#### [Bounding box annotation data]
== == ==
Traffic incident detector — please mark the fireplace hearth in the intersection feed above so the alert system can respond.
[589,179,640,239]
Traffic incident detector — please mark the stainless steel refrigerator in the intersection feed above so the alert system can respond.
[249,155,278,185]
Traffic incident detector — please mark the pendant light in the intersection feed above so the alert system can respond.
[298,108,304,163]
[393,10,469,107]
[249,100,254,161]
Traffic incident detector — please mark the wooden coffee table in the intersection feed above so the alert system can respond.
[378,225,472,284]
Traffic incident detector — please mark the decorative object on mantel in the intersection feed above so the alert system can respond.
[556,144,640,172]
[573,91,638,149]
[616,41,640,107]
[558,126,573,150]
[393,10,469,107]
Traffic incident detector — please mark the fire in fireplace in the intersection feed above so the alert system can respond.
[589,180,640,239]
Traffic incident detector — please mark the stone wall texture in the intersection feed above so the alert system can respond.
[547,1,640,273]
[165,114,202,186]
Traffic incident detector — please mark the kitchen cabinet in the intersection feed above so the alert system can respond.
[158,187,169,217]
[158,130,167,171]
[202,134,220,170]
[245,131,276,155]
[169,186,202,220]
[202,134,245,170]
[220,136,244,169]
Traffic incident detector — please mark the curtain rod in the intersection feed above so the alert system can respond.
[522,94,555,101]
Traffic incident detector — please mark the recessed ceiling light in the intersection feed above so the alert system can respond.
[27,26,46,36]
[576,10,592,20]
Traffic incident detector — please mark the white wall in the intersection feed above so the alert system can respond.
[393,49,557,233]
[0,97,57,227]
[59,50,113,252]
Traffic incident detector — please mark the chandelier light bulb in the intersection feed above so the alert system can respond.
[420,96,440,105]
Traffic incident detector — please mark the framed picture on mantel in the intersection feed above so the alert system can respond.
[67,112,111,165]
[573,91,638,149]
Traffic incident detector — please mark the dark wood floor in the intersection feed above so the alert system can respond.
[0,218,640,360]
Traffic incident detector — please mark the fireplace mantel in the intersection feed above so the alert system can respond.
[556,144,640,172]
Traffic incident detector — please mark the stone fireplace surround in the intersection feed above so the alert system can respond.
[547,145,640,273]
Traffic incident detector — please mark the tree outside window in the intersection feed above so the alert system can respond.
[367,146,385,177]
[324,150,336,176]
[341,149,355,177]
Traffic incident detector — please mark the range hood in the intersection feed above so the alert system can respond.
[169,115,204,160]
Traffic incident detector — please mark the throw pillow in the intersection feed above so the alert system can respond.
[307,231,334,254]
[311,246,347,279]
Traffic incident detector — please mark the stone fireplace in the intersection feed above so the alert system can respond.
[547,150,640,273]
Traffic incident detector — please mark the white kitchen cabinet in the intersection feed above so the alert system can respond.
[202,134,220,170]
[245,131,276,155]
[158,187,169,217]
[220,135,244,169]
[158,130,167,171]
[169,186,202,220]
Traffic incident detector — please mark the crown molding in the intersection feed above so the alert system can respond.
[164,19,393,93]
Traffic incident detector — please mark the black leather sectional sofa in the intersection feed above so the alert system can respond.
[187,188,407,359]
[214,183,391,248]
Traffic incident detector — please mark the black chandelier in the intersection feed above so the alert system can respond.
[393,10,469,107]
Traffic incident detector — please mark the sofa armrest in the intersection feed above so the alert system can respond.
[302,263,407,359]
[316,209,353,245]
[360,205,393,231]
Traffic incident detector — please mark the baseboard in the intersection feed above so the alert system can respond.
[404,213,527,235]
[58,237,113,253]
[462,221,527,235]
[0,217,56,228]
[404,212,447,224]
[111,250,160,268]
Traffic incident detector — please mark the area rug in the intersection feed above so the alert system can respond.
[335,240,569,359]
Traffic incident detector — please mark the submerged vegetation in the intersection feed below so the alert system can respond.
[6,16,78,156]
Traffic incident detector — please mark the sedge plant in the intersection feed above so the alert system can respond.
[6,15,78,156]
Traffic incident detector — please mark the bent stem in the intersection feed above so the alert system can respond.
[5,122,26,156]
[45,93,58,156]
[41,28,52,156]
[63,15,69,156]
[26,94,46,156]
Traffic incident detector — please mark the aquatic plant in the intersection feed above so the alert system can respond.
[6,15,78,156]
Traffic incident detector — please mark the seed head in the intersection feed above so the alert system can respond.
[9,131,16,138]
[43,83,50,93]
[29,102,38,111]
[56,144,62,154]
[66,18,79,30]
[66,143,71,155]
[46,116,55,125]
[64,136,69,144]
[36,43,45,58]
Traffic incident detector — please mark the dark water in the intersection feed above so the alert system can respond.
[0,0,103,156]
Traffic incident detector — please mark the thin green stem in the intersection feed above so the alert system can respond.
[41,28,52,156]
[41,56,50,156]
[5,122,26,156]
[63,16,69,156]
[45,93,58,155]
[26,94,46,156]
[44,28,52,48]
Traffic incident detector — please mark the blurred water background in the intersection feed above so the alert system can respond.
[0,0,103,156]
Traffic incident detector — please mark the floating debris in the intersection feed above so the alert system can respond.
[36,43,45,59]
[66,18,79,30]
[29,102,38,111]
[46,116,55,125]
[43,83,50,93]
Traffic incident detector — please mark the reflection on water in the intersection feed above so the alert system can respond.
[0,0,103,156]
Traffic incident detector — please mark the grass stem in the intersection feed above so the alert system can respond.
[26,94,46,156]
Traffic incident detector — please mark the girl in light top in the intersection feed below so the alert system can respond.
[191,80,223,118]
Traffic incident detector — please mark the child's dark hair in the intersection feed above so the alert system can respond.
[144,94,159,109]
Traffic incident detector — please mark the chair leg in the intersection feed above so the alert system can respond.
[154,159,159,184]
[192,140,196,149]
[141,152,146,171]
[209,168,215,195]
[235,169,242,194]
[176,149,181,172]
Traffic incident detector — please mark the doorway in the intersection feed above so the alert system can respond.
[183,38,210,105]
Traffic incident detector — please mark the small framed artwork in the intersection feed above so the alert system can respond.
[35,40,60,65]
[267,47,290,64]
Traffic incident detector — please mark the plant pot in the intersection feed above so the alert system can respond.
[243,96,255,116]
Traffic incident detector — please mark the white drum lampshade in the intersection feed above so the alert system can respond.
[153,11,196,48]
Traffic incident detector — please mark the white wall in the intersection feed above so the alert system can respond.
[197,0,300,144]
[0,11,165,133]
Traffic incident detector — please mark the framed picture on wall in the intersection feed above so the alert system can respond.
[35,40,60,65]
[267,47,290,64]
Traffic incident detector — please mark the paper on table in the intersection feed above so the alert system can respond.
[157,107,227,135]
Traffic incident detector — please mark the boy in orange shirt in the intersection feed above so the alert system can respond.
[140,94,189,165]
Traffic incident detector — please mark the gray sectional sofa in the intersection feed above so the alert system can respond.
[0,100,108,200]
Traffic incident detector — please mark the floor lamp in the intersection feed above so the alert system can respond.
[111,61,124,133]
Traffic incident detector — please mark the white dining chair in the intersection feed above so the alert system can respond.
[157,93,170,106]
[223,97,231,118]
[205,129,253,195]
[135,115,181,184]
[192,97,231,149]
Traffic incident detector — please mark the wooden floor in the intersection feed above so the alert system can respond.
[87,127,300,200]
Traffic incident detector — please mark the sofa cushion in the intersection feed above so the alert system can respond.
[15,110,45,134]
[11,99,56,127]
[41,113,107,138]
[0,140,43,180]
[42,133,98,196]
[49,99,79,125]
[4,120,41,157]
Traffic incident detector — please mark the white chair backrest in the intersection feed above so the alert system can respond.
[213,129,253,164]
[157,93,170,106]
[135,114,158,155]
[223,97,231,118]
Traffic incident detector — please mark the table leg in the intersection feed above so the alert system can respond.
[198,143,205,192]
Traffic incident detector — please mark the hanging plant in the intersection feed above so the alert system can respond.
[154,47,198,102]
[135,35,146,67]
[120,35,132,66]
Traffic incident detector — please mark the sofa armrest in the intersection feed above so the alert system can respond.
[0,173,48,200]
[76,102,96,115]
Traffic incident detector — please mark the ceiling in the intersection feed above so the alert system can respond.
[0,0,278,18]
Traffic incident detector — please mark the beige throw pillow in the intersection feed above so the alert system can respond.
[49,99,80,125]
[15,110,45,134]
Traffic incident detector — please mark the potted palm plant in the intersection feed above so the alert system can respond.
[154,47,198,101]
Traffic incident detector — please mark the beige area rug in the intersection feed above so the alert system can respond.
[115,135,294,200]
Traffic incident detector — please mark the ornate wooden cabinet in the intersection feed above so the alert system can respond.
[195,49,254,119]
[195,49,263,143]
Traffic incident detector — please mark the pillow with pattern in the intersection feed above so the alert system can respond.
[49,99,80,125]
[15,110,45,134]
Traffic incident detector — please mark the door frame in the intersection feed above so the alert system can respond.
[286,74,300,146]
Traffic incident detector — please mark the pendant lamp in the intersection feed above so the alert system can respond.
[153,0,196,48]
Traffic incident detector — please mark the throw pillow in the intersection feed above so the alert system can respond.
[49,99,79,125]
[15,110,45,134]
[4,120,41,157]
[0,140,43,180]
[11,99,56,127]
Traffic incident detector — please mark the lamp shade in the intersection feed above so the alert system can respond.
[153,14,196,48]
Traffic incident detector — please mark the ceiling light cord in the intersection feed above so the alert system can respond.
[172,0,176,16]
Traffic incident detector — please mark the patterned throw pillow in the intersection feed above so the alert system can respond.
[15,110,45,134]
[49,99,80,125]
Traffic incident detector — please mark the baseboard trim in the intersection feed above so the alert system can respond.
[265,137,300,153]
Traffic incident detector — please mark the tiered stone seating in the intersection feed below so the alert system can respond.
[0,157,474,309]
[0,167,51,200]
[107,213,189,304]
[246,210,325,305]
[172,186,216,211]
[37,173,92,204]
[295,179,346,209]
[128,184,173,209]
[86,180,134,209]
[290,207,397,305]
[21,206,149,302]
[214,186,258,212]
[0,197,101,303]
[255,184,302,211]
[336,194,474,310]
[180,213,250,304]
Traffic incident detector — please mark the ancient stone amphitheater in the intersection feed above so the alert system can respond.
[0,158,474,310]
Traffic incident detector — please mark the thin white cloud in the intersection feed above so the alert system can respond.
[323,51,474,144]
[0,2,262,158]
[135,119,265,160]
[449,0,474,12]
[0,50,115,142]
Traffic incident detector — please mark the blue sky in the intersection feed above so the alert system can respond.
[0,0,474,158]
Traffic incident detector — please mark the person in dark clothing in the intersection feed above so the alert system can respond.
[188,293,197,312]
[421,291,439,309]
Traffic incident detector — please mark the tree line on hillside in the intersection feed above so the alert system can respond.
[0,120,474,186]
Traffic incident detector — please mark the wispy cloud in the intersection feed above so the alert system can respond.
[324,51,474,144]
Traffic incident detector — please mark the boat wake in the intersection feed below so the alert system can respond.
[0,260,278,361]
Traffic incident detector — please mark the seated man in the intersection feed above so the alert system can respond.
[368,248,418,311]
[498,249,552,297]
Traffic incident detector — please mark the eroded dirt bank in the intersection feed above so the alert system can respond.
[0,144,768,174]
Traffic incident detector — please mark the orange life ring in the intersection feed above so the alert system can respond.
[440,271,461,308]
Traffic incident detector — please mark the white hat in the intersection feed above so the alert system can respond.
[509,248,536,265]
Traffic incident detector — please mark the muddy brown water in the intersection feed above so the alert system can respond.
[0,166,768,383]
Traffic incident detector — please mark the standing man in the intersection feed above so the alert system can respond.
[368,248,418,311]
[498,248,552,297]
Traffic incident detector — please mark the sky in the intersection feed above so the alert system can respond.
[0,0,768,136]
== == ==
#### [WHAT YOU WILL DO]
Turn the stretch of data from the start through the line containing "[249,155,278,185]" into a Markdown table with two columns, Row and Entry. Give each line its own numbered row, and skip any blank lines.

#### [FULL RESPONSE]
| Row | Entry |
|---|---|
| 1 | Traffic incident detector — please mark the fireplace hearth in the intersection feed above so the alert system can respond. |
| 2 | [589,179,640,239] |
| 3 | Traffic incident detector — please mark the stainless steel refrigerator in the intersection feed above so the alert system can respond. |
| 4 | [249,155,278,185] |